Each line of the listing should be reproduced exactly.
(DATA SUPPLIED Opens)
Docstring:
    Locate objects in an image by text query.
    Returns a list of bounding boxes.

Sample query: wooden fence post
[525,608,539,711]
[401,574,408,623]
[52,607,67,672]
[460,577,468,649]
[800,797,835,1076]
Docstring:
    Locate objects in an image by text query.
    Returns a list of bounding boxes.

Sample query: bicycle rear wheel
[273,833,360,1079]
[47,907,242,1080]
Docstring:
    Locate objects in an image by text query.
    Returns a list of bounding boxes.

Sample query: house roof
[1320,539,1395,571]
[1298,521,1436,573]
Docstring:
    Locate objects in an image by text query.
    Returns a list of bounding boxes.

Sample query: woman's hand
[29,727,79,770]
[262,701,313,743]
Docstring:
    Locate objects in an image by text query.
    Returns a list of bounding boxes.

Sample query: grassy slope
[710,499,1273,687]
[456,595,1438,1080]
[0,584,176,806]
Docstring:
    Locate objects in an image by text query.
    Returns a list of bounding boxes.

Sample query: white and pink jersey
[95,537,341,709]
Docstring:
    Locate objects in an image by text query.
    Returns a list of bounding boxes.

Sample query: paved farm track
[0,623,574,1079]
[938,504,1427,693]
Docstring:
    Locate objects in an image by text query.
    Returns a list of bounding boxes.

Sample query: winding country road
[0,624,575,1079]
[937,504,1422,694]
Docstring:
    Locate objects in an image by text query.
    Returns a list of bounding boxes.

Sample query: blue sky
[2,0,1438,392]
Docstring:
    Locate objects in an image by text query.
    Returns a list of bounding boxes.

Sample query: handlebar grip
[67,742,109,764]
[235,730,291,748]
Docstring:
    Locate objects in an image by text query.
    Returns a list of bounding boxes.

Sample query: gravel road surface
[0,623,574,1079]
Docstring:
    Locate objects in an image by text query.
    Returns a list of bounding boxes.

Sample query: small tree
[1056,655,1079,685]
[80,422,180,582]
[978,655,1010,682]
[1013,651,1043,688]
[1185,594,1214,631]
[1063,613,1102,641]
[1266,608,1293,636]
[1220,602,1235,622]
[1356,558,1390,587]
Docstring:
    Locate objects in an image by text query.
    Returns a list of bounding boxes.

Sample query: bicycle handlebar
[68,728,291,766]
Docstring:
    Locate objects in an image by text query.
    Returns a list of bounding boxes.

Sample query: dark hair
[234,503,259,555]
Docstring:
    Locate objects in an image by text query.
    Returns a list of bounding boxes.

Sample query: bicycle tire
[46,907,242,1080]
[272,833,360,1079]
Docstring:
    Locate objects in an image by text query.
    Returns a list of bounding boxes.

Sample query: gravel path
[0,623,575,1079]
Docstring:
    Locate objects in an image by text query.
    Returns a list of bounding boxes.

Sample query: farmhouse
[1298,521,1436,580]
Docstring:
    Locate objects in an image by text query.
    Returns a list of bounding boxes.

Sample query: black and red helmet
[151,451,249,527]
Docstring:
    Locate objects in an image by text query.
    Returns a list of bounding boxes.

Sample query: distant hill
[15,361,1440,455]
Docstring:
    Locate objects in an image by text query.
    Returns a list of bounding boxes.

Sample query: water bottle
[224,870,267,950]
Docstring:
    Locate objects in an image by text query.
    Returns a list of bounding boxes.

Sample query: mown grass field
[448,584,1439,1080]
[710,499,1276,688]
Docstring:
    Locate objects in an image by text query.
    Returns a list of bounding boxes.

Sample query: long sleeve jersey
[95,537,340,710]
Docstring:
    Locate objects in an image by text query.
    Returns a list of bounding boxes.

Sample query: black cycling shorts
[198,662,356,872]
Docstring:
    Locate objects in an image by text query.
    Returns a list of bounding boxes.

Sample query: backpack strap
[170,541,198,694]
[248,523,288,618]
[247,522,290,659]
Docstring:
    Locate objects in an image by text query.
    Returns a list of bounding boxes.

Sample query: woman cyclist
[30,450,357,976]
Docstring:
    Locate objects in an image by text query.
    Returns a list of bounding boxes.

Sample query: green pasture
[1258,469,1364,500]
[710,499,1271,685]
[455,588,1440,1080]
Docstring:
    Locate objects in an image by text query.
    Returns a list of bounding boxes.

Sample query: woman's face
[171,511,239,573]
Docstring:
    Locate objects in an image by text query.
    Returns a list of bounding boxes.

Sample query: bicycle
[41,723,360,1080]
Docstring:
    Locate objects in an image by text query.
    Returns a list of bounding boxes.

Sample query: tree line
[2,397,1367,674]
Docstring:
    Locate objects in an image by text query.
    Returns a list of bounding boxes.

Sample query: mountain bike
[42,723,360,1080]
(DATA SUPPLIED Closes)
WRITTEN RESPONSE:
Docstring:
    Locate objects in an image by text query.
    Returns a list of bounding boxes.

Sample query: wooden fence post
[525,608,539,711]
[401,574,408,623]
[52,607,67,672]
[460,577,468,649]
[800,797,835,1076]
Docstring:
    Locate objects in an image by text query.
    Returns a list of bounding boxes.

Sample query: bicycle rear wheel
[273,833,360,1079]
[47,907,242,1080]
Docstring:
    Locate objects in an image by text query.
    Returns a list of bounding boxes.

Sample query: house roof
[1320,539,1395,571]
[1298,521,1436,573]
Docstring:
    Locate objects in an image by text query.
    Returns a list of bounding boxes.

Sample query: woman's hand
[29,727,79,770]
[262,701,313,743]
Docstring:
    Locate objects in an image by text query.
    Returns a list of bounding boxes.

Sample query: grassy slope
[710,499,1273,687]
[456,595,1438,1080]
[0,584,176,806]
Docstring:
    Locate objects in an image by text query.
    Returns a list of bounding boxes.

Sample query: white and pink jersey
[95,537,341,709]
Docstring:
    Locate objects in an image by text query.
    Returns a list of bounding boxes.

Sample query: paved farm track
[0,623,574,1079]
[938,504,1427,693]
Docstring:
    Locate objects in an image by text query.
    Returns a list of bounding boxes.

Sample query: winding country road
[0,624,575,1079]
[937,504,1422,694]
Docstring:
    Locate objects in an image by text query.
    Returns a list of bounding boxes.

Sample query: blue sky
[2,0,1438,392]
Docstring:
    Locate objects in an image by text query.
    Returns a list of bounding boxes.

Sample query: handlebar grip
[67,742,109,764]
[235,730,291,748]
Docstring:
    Locate objects in an image by text query.
    Returns a list of bounding boxes.

Sample query: gravel road surface
[0,623,574,1079]
Docstring:
    Locate objects in an image by text query.
    Returns a list of bounding boxes.

Sample query: small tree
[1056,655,1079,685]
[80,422,180,582]
[978,655,1010,682]
[1013,651,1043,688]
[1185,594,1214,631]
[1063,613,1102,641]
[1266,608,1293,636]
[1220,602,1235,622]
[1356,558,1390,587]
Docstring:
    Locate objects in an image by text query.
    Returns a list of bounding boxes.

Sample query: bicycle handlebar
[68,728,291,766]
Docstring:
    Locate objects in an image by text query.
    Returns a list of bounding boxes.

Sample query: dark hair
[234,503,259,555]
Docstring:
    Locate objects in an image by text query.
    Returns a list of bounding boxes.

Sample query: bicycle tire
[46,907,242,1080]
[272,833,360,1079]
Docstring:
    Locate objects in an image by text query.
    Returns a list of bounding boxes.

Sample query: gravel path
[0,623,575,1079]
Docstring:
    Locate objects in an image by text query.
    Returns a list of bounding boxes.

Sample query: farmhouse
[1298,521,1436,580]
Docstring:
    Locate objects in an image by text query.
    Returns a list of bounding boxes.

Sample query: black and red helmet
[151,451,249,527]
Docstring:
    Locate objects in an image by text query.
    Returns a list of bounding boxes.

Sample query: distant hill
[15,361,1440,455]
Docstring:
    Locate objects in an image by text query.
    Returns a list of bounding boxes.

Sample query: water bottle
[224,870,267,950]
Docstring:
    Locate objects in an image by text query.
    Returns a list of bounding boxes.

Sample query: mown grass field
[448,584,1439,1080]
[710,499,1276,688]
Docstring:
    Locate objects in an image by text query.
    Returns a list of bounding boxes.

Sample query: long sleeve jersey
[95,537,340,710]
Docstring:
    Locate objects in an image by text query.
    Returns a list of bounding boxes.

Sample query: black cycling shorts
[198,662,356,872]
Docstring:
    Locate objects in an image by text query.
    Returns a list of bounding boxes.

Sample query: backpack strap
[170,541,198,694]
[248,523,288,618]
[247,522,290,659]
Docstring:
    Locate objects in an image by text query.
    Returns a list of bounding boxes.

Sample query: woman cyclist
[30,450,357,976]
Docstring:
    Locate objects in an image by text query.
    Returns a list of bounding boxes.

Sample query: green pasture
[1258,469,1364,500]
[710,499,1271,685]
[455,588,1440,1080]
Docstring:
    Locate objects in an image by text query.
    Returns a list of bounding boxes.

Sample query: woman's face
[171,511,239,573]
Docstring:
    Locate objects in an image by text query.
    Returns a list of bounding boxes.

Sample query: bicycle
[41,723,360,1080]
Docstring:
    Locate objects in an image by text query.
    Returns a list of bounding boxes.

Sample query: tree line
[2,397,1367,674]
Docstring:
    Locate objects in an image by text query.
    Returns a list of bounding boxes.

Sample query: mountain bike
[42,723,360,1080]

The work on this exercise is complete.